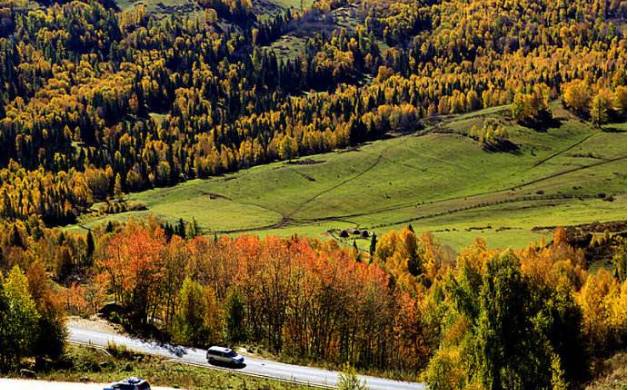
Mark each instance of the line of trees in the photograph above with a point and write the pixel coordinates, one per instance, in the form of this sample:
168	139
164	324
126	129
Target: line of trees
534	317
98	102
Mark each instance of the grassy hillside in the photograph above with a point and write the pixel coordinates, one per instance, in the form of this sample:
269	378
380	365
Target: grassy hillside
82	364
438	180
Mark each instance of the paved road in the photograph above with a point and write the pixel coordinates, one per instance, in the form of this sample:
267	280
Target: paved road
29	384
254	366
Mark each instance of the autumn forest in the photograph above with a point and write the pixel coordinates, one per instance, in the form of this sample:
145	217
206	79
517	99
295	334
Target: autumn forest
99	100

# TASK ITEM:
Which lines run from the one holding "Target: paved road" through the end of the data? Write them out exactly, ends included, and add nothing.

# RESULT BELOW:
Target: paved road
29	384
254	366
Mark each instance of the autumn forest in the photograph above with a point and write the pixel coordinates, one per instance, in the form of this sample:
145	217
206	79
517	99
295	334
Target: autumn forest
99	100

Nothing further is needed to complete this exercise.